- **CHALLENGE**
Reproduce every one of the entries below word for word, keeping each line as it appears.

- **RECORDS SHOWN**

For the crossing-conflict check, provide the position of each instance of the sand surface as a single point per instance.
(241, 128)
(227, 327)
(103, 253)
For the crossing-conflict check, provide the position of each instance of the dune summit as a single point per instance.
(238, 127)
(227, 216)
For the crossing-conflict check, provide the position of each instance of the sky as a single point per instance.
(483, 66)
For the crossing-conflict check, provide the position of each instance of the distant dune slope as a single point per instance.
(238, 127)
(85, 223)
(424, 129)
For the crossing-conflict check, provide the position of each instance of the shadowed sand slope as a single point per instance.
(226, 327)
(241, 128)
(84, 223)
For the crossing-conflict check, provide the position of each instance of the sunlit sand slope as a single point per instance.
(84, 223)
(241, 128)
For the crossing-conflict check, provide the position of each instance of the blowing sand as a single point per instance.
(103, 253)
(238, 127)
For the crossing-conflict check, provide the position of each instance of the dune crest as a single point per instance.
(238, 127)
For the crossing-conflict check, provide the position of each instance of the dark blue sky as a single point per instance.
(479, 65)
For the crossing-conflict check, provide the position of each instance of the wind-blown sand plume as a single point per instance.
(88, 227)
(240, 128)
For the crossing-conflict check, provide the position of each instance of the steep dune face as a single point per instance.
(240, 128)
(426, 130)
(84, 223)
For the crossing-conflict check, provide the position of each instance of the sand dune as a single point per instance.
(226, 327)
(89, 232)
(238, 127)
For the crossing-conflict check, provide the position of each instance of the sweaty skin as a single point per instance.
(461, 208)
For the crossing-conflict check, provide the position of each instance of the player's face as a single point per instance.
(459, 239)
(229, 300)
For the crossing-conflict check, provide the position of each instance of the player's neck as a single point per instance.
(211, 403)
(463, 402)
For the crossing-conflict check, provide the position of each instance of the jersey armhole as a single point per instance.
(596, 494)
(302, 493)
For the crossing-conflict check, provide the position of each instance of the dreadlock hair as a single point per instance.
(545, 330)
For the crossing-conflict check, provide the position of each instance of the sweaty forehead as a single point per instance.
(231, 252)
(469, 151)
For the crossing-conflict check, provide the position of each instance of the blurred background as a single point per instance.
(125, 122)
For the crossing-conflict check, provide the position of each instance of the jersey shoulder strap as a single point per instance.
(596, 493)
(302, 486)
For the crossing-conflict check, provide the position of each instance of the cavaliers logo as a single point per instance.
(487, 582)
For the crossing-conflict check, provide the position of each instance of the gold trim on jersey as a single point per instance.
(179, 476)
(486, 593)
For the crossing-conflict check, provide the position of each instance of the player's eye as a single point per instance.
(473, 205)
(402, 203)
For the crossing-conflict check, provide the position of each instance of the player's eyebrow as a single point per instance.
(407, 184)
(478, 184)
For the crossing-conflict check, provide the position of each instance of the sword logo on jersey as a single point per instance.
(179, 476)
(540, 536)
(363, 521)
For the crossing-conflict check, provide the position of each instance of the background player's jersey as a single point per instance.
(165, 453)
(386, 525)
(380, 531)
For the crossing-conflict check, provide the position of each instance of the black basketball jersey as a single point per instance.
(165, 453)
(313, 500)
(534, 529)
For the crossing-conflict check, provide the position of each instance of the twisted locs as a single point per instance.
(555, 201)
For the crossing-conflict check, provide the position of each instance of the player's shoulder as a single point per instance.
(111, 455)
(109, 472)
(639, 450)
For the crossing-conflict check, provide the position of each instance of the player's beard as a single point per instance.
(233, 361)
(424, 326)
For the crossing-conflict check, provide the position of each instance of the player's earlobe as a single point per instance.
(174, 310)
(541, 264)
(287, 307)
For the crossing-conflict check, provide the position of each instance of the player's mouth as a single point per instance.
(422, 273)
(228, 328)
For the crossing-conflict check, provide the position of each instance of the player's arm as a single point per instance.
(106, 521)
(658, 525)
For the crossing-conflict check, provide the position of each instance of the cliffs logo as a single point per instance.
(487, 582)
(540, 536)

- **COMPLETE RESPONSE**
For the crossing-conflict check, provide the position of each instance of the sand surface as a single point per instance.
(241, 128)
(227, 327)
(103, 253)
For the crossing-conflict check, provide the position of each instance of the dune summit as a single point per instance.
(238, 127)
(227, 216)
For the crossing-conflict check, provide the position of each instance of the sky as a single point per instance.
(483, 66)
For the crossing-conflict check, provide the position of each instance of the distant dune slope as a single point per instance.
(238, 127)
(85, 223)
(424, 129)
For the crossing-conflict check, provide the position of each instance of the shadowed sand slope as a single point per instance.
(226, 327)
(241, 128)
(84, 223)
For the crossing-conflict check, provide the position of each instance of the sunlit sand slope as a single point per instance.
(84, 223)
(241, 128)
For the crossing-conflict check, provide the position of each instance of the blowing sand as a single point per instance.
(103, 253)
(238, 127)
For the crossing-conflict check, provide the position of each instance of the dune crest as a single point per instance.
(238, 127)
For the crossing-conflict check, provide the position of each instance of the dark blue sky as a single point per instance.
(479, 65)
For the crossing-conflict check, provide the position of each instance of the wind-blown sand plume as a single point per instance.
(88, 227)
(240, 128)
For the crossing-conflict check, provide the position of each instance of the steep dune face as a single point per instance.
(240, 128)
(426, 130)
(84, 223)
For the crossing-conflict check, provide the position of each instance of the sand dune as a single point per instance.
(226, 327)
(89, 232)
(238, 127)
For the crossing-conflict check, provide the position of each instance of the sweaty skin as a single point per instance.
(461, 208)
For the crossing-conflict check, provide the position of each instance of the player's face as a single point per instance.
(459, 239)
(229, 300)
For the crossing-conflict check, provide the position of each instance of the player's neck as a single point per instance.
(211, 403)
(463, 402)
For the crossing-conflict check, provide the position of each instance of the jersey armhole as a single point per instance.
(596, 494)
(302, 493)
For the crossing-conflict check, provide the position of each instance of the dreadlock hair as a single point per instance.
(545, 330)
For the crossing-conflict check, provide the position of each instance of the sweaty forehead as a single point per instance.
(231, 252)
(469, 151)
For the crossing-conflict check, provide the position of each instance of the blurred background as a single point per instance.
(125, 122)
For the crossing-conflict check, provide the position of each instance of the jersey shoulder strap as a single point per instance.
(596, 493)
(302, 486)
For the crossing-conflict check, provide the position of each instance of the cavaliers logo as a single point per instance.
(487, 582)
For the crossing-conflict check, provide the position of each instance of the gold trim on jersey as a single point per instance.
(179, 476)
(486, 593)
For the crossing-conflict check, provide the position of each instance of the player's eye as a single point per instance.
(473, 205)
(402, 203)
For the crossing-conflict check, provide the position of each instance of the player's eyebrow as a single point per instance.
(407, 184)
(478, 184)
For the crossing-conflict check, provide the position of each instance of the sword logo on jersey as a single point per instance.
(179, 476)
(540, 536)
(363, 521)
For the crossing-conflict check, provide the position of each instance of the background player's jersey as a single point per instance.
(165, 453)
(386, 525)
(380, 531)
For the crossing-conflict check, provide the position of each instance of the black basketball jersey as a single point per instance.
(165, 453)
(313, 500)
(534, 529)
For the crossing-conflict check, provide the position of each instance of the twisted locs as a single point per instance.
(555, 201)
For the crossing-conflict check, provide the position of each instance of the player's shoulder as a single point per instance.
(111, 455)
(109, 472)
(639, 450)
For the crossing-conflict check, provide the position of each instance of the player's beard as a single point per instance.
(233, 361)
(424, 326)
For the crossing-conflict check, provide the position of each instance of the player's earlobe as a single point per instance.
(174, 310)
(541, 264)
(287, 307)
For the crossing-conflict check, provide the position of each instance of the player's mouth as a single point per instance.
(422, 273)
(228, 328)
For the crossing-conflict check, provide the position of each instance of the player's arm as a single point per instance.
(106, 521)
(658, 525)
For the crossing-conflict check, provide the position of each instance of the cliffs logo as a single point per instance.
(487, 582)
(540, 536)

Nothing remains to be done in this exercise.